Work required |
From the line with "# pick out one point per instance of the corrugated" through the line with "pixel 504 106", repeat the entries verbatim, both end lines included, and add nothing.

○ ○ ○ ○

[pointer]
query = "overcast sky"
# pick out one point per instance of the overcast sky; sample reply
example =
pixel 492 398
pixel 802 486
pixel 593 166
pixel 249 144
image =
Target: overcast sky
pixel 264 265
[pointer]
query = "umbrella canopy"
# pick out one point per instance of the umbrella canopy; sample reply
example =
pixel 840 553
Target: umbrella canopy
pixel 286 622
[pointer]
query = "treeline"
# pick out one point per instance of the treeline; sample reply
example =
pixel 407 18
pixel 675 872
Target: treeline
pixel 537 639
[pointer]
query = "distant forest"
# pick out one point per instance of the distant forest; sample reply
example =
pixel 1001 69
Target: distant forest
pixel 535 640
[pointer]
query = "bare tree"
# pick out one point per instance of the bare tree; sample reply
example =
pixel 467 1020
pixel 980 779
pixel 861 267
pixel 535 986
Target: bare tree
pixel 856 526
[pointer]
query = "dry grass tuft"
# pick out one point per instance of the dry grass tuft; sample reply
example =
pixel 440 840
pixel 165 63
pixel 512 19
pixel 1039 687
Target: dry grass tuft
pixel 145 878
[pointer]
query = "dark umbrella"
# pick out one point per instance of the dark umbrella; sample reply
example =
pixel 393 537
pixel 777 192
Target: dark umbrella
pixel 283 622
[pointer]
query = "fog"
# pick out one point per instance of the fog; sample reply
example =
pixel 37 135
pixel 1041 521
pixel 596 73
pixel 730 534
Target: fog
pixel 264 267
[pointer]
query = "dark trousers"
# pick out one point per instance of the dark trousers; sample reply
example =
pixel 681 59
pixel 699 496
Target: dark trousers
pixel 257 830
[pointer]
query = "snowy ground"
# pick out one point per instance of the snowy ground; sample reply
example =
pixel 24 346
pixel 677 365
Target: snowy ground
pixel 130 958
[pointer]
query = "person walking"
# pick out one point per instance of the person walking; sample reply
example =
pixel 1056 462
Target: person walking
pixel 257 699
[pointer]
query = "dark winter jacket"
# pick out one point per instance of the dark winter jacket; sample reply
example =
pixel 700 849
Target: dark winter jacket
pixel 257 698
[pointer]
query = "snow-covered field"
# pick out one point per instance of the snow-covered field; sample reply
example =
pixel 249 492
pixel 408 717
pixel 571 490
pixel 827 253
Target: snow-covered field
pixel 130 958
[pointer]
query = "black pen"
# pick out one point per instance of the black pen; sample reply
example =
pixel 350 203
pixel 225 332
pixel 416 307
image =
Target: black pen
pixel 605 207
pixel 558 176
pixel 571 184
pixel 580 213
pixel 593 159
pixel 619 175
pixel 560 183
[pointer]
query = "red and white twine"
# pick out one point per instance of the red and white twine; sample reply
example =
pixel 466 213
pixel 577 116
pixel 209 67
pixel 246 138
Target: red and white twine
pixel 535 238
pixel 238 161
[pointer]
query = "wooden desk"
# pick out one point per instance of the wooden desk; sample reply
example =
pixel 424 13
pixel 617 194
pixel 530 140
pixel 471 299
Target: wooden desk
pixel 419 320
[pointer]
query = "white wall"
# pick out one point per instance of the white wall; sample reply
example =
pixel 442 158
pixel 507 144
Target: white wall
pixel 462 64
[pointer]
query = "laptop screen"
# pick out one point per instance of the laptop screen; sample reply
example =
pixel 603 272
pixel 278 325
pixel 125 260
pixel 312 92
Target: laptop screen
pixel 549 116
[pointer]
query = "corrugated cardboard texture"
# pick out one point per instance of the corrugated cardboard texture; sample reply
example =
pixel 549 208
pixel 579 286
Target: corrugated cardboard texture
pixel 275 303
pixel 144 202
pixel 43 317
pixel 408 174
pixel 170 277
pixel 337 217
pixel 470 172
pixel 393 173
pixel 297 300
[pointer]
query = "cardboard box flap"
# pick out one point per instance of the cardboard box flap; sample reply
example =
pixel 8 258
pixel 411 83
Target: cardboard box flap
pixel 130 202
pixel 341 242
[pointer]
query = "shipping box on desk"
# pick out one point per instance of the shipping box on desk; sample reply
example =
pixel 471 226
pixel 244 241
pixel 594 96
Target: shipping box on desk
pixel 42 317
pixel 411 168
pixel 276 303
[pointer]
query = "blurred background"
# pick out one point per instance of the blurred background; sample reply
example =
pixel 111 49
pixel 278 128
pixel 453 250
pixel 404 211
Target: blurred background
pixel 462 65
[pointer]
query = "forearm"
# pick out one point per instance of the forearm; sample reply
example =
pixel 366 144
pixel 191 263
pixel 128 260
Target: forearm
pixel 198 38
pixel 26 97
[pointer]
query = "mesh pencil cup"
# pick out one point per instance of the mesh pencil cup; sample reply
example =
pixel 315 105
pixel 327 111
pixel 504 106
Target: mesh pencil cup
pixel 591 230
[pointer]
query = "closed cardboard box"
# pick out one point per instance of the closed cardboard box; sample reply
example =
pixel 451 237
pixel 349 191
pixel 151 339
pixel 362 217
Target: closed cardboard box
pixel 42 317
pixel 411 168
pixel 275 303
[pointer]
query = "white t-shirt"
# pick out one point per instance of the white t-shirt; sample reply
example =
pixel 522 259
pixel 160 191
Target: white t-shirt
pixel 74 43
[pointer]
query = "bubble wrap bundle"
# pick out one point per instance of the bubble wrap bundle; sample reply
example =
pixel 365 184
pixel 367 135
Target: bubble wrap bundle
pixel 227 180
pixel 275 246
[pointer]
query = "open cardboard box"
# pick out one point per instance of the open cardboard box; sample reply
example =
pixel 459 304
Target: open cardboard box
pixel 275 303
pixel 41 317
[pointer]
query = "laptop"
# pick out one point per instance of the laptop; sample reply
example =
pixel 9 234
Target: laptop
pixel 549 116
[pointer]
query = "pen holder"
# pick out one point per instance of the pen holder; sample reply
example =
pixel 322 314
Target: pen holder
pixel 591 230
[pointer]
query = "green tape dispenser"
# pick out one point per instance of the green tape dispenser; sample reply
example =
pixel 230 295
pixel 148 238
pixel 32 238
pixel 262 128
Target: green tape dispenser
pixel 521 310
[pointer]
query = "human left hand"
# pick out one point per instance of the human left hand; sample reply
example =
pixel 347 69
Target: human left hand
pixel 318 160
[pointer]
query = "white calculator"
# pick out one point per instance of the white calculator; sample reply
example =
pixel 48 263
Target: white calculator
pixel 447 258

○ ○ ○ ○

Answer space |
# pick out one point per instance of the corrugated cardboard texture; sample reply
example =
pixel 549 208
pixel 579 286
Target: corrugated cardboard texture
pixel 275 303
pixel 144 202
pixel 43 317
pixel 408 174
pixel 170 277
pixel 337 217
pixel 470 172
pixel 393 173
pixel 297 300
[pointer]
query = "cardboard box flap"
# pick out one point per instance of the cardboard box flap; sample reply
example =
pixel 8 258
pixel 411 83
Target: cardboard box flap
pixel 130 202
pixel 341 242
[pointer]
query = "shipping box on desk"
# pick out one point per instance of the shipping box on desk; sample reply
example =
pixel 471 226
pixel 244 241
pixel 594 96
Target: shipping box on desk
pixel 42 317
pixel 411 168
pixel 276 303
[pointer]
query = "blurred background"
# pick out one point per instance of the blurred background; sample reply
example =
pixel 111 49
pixel 278 128
pixel 453 250
pixel 404 211
Target: blurred background
pixel 462 65
[pointer]
query = "forearm"
# pick out one point per instance of the forearm; sample reply
example =
pixel 366 144
pixel 191 263
pixel 128 260
Target: forearm
pixel 198 38
pixel 26 97
[pointer]
query = "mesh pencil cup"
# pick out one point per instance of the mesh pencil cup; sample reply
example =
pixel 315 105
pixel 327 111
pixel 504 106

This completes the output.